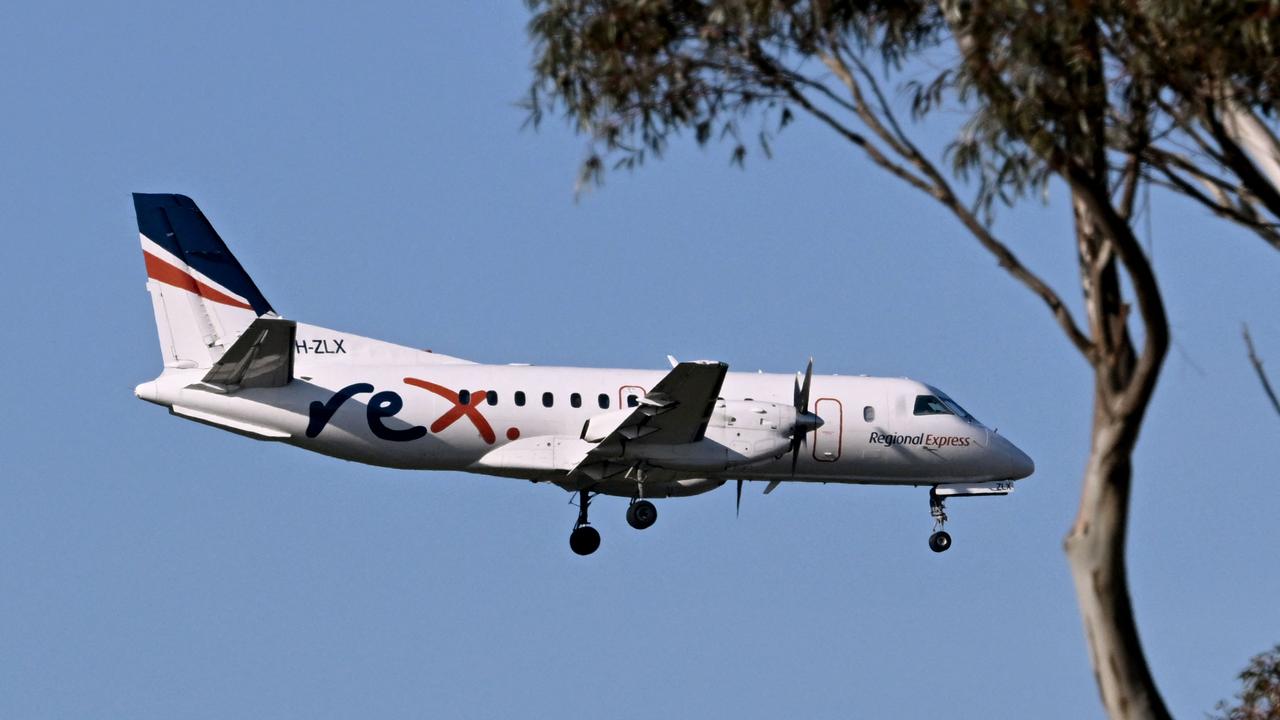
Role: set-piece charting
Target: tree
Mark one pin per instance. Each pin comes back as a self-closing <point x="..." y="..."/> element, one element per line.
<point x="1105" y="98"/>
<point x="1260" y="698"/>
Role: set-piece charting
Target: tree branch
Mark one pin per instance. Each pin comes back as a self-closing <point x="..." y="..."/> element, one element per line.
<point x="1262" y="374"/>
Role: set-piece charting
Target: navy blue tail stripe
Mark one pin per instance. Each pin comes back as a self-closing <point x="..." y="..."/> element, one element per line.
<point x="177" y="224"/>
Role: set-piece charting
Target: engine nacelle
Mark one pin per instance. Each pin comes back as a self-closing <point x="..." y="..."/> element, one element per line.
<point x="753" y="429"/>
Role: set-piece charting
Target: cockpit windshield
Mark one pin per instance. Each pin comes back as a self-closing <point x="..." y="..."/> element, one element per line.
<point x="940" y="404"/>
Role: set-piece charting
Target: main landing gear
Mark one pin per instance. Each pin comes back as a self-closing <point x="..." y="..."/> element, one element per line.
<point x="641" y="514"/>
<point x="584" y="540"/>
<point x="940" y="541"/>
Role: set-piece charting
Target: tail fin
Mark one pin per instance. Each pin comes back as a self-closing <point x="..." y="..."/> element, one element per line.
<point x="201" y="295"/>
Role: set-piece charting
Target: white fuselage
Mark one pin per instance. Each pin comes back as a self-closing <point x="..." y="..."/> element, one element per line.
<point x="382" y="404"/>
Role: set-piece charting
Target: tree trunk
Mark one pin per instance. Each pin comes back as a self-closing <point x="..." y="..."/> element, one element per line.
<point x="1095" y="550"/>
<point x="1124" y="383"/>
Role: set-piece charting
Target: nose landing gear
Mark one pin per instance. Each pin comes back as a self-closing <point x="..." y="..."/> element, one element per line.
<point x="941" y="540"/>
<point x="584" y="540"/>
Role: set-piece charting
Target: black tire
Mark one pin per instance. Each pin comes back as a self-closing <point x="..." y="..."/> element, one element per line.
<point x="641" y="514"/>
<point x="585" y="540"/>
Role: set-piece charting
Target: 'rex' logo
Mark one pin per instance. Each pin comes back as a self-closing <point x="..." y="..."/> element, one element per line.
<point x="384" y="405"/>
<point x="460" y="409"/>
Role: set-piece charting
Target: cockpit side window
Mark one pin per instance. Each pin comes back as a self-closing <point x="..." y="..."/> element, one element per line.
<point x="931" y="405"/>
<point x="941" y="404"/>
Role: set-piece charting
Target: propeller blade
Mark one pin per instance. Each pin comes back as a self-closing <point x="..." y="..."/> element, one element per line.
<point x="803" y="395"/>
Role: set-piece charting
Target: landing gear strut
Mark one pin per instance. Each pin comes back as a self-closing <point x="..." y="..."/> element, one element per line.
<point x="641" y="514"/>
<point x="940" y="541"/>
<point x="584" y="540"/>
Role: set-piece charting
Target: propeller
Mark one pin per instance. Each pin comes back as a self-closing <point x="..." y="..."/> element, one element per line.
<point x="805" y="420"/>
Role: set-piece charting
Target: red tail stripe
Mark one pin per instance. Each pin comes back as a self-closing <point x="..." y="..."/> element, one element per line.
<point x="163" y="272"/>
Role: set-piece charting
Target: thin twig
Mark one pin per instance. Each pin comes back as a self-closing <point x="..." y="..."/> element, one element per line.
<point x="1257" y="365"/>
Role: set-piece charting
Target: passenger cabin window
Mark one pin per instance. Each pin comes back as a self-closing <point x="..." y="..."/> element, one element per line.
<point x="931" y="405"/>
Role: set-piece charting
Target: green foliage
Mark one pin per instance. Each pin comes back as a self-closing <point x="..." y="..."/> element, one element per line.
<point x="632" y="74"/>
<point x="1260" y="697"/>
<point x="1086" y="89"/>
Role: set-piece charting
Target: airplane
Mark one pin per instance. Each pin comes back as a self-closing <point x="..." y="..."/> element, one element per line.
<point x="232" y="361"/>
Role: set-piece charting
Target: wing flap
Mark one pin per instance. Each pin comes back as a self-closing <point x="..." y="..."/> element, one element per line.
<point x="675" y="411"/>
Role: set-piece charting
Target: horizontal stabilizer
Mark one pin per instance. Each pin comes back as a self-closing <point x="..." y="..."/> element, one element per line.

★ ★ ★ ★ ★ ★ ★

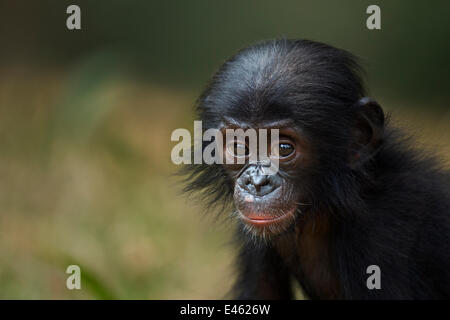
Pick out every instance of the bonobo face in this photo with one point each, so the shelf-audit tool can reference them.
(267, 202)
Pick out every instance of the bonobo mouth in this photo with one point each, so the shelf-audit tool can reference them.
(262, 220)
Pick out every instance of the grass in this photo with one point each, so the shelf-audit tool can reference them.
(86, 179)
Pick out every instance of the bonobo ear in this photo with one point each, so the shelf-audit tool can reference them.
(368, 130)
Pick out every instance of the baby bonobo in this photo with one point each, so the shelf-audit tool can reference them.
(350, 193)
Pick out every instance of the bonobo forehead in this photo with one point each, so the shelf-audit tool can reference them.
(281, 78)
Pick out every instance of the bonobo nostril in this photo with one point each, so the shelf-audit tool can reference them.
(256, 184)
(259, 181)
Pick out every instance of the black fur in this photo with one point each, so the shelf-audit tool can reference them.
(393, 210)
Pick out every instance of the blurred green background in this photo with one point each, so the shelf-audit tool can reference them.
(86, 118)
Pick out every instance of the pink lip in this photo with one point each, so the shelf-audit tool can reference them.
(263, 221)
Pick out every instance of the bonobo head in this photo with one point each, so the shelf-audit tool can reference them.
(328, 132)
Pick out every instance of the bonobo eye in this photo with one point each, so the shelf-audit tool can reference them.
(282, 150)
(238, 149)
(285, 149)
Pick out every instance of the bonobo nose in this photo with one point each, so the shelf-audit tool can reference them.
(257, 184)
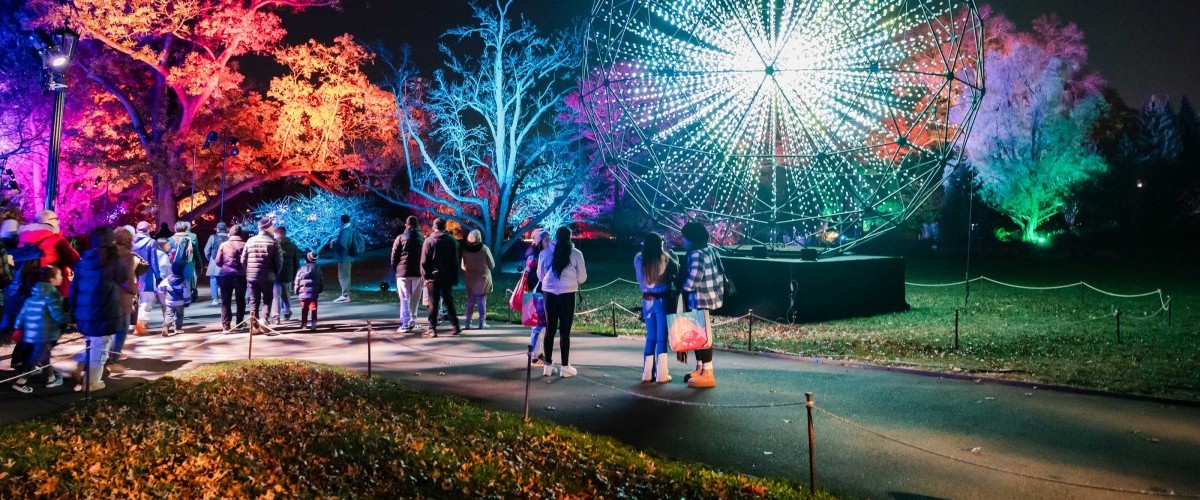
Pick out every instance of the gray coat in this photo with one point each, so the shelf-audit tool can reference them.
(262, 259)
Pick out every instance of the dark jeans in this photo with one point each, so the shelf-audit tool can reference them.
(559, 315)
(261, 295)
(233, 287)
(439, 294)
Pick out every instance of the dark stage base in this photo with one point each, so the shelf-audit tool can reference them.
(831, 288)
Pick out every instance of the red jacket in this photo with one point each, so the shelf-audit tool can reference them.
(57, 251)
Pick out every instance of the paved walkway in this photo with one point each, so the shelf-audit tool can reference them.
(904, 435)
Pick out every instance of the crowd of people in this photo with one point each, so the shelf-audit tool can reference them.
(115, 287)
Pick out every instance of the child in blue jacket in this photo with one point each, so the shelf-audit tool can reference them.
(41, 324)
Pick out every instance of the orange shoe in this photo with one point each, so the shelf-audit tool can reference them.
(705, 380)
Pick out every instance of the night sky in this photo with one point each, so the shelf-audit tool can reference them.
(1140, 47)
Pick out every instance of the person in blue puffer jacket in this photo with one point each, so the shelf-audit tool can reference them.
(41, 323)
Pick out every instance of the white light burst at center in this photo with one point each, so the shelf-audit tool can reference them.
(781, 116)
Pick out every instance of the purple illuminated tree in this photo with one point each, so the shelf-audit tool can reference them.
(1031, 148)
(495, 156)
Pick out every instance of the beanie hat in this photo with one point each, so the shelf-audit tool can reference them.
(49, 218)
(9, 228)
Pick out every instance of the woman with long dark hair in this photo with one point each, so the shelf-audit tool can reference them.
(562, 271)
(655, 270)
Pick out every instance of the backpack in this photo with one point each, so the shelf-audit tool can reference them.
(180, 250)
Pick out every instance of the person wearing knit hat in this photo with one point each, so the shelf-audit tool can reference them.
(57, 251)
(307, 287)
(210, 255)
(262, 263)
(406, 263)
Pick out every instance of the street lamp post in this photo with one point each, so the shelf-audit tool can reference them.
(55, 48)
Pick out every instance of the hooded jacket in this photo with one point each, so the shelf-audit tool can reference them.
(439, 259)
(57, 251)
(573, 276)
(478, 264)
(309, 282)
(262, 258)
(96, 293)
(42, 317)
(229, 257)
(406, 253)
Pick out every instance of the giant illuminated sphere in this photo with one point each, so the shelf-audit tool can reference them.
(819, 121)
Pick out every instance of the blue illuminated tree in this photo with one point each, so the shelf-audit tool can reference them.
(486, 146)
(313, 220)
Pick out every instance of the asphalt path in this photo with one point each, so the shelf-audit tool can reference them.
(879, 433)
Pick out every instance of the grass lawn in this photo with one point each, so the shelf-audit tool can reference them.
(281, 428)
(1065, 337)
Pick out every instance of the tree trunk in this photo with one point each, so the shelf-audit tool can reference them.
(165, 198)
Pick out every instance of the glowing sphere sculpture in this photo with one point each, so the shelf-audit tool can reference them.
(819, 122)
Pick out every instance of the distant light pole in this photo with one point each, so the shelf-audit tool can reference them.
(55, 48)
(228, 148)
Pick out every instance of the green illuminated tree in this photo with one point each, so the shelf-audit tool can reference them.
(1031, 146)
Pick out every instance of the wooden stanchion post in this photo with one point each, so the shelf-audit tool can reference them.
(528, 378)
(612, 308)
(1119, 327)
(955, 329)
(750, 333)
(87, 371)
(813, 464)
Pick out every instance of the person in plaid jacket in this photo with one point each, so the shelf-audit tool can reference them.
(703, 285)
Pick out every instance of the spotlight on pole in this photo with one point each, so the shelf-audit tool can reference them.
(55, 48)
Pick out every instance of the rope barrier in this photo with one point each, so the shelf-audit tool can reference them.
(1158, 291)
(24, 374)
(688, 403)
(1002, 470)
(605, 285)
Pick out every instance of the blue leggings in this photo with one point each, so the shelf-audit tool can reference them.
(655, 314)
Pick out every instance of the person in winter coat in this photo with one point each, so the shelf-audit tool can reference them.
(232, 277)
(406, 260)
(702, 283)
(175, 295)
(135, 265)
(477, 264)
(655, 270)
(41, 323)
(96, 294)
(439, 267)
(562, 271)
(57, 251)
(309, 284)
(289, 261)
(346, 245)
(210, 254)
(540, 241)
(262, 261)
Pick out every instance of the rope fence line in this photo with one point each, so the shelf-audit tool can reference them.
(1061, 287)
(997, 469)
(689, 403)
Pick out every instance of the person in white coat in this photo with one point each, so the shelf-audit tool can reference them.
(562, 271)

★ ★ ★ ★ ★ ★ ★

# PROBLEM STATEMENT
Retype exactly, and only, the lines above from the one where "Target: black tire" occurs up to and including the one where "Target: 'rex' logo" occurs.

# OUTPUT OF THE TASK
Target: black tire
Mark one pin per instance. Each pin comes back as a self-closing <point x="..." y="..."/> element, one element per line.
<point x="641" y="514"/>
<point x="585" y="540"/>
Role: set-piece charting
Target: 'rex' logo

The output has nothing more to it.